Job: Reproduce word for word the passage of the time-travel films article starting with "Everything changed in" and going on through "without overtaxing the intellect.".

10 great lesser-known time-travel films

Trip back through history with our list of terrific time-travelling movies that deserve to be better known.

4 December 2014

By David Parkinson

Time After Time (1979) poster detail

Although H.G. Wells published The Time Machine in 1895, the same year that the Lumière brothers projected the first moving images to a paying audience, cinema was slow to recognise the dramatic potential of time travel. Master illusionists like Georges Méliès passed up the opportunity to travel through time and space. But Fritz Lang embraced the notion in Destiny (1921), which took its cues from Charles Dickens’s A Christmas Carol (1843) and D.W. Griffith’s Intolerance (1916) in showing how Death (Bernhard Goetzke) allows a 19th-century waif (Lil Dagover) to travel across history to Baghdad, Venice and China in a bid to save her lover’s life.

Dreams were Dagover’s mode of transportation and concussion enabled Harry Myers to find himself in Camelot in Emmett J. Flynn’s 1921 take on Mark Twain’s satirical fantasy, A Connecticut Yankee in King Arthur’s Court. A decade later, an enchanted radio took Will Rogers to the same destination in David Butler’s sound remake. But it wasn’t until Felix Aylmer’s shiny Time Ball landed in Elizabethan England in Walter Forde’s Time Flies (1944) that screen time travel was accomplished in a specially designed machine.

Three years later, Hollywood got in on the act when Kane Richmond boarded John Merton’s Time Top to venture back 200 years to retrieve a formula from an uncharted island in Spencer Gordon Bennet and Thomas Carr’s serial, Brick Bradford. But it was 1960 before George Pal got round to filming Wells’s 802,701 encounter with the Eloi and Morlocks of a future Earth and, even though time travel became a familiar plotline in TV shows like The Twilight Zone, Doctor Who and Star Trek, features exploring the subject, such as Franklin J. Schaffner’s Planet of the Apes (1967) and Luis Buñuel’s The Milky Way (1968), remained comparatively rare.

Everything changed in the blockbuster era, however, with James Cameron’s The Terminator (1984) and Robert Zemeckis’s Back to the Future (1985) focusing more on spectacle than plausibility. Subsequently, filmmakers have sought variations on the theme that allow travellers to pass along fixed timelines and through multiverses, as well as enter loops and paradoxes. Some have permitted free travel, while others have opted for involuntary jaunts. A few have attempted profound statements on humanity’s place in an unknowable scheme, but the majority have settled for escapist entertainment that fires the imagination without overtaxing the intellect.

Given information:
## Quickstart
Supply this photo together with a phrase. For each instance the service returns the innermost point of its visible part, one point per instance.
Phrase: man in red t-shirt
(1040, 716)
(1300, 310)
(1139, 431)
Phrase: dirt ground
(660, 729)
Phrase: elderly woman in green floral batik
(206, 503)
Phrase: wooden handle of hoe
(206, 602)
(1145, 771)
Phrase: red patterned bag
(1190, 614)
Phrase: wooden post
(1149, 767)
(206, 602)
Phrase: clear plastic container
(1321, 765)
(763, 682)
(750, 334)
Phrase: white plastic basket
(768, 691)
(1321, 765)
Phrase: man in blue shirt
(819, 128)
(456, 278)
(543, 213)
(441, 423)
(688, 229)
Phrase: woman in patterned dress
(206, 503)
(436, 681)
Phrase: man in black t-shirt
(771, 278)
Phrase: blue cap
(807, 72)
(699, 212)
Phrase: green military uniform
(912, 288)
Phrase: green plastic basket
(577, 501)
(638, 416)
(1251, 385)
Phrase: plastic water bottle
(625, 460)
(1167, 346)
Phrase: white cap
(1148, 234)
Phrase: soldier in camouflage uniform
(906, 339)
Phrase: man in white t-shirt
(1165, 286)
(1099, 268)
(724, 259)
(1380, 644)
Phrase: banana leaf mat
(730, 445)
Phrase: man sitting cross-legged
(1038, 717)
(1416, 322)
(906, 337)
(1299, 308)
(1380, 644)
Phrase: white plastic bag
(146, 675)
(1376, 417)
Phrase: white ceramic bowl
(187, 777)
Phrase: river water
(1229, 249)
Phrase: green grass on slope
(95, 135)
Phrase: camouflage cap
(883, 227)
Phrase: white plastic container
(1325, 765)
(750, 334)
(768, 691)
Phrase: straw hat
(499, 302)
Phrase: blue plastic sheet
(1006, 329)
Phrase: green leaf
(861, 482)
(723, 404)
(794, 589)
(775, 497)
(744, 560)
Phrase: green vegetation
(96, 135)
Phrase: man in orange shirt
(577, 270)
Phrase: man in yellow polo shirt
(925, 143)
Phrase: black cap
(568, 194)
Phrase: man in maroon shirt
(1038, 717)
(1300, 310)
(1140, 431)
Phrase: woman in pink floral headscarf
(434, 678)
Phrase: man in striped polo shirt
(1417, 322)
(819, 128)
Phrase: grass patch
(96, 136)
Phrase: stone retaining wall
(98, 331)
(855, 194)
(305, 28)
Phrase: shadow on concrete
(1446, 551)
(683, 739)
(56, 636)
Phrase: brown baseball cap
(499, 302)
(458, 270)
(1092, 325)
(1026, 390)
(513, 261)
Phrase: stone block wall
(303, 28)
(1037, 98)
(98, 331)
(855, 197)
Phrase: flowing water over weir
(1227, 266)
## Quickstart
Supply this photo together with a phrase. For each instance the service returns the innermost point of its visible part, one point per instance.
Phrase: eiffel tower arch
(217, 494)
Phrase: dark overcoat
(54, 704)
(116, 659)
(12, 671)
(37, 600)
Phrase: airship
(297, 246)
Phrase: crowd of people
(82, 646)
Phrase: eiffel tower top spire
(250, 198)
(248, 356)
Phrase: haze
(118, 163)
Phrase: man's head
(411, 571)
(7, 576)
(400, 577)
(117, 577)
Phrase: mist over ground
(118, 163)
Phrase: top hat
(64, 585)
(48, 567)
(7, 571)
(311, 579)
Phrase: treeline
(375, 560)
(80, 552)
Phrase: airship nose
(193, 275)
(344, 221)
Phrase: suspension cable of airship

Task result:
Everything changed in the blockbuster era, however, with James Cameron’s The Terminator (1984) and Robert Zemeckis’s Back to the Future (1985) focusing more on spectacle than plausibility. Subsequently, filmmakers have sought variations on the theme that allow travellers to pass along fixed timelines and through multiverses, as well as enter loops and paradoxes. Some have permitted free travel, while others have opted for involuntary jaunts. A few have attempted profound statements on humanity’s place in an unknowable scheme, but the majority have settled for escapist entertainment that fires the imagination without overtaxing the intellect.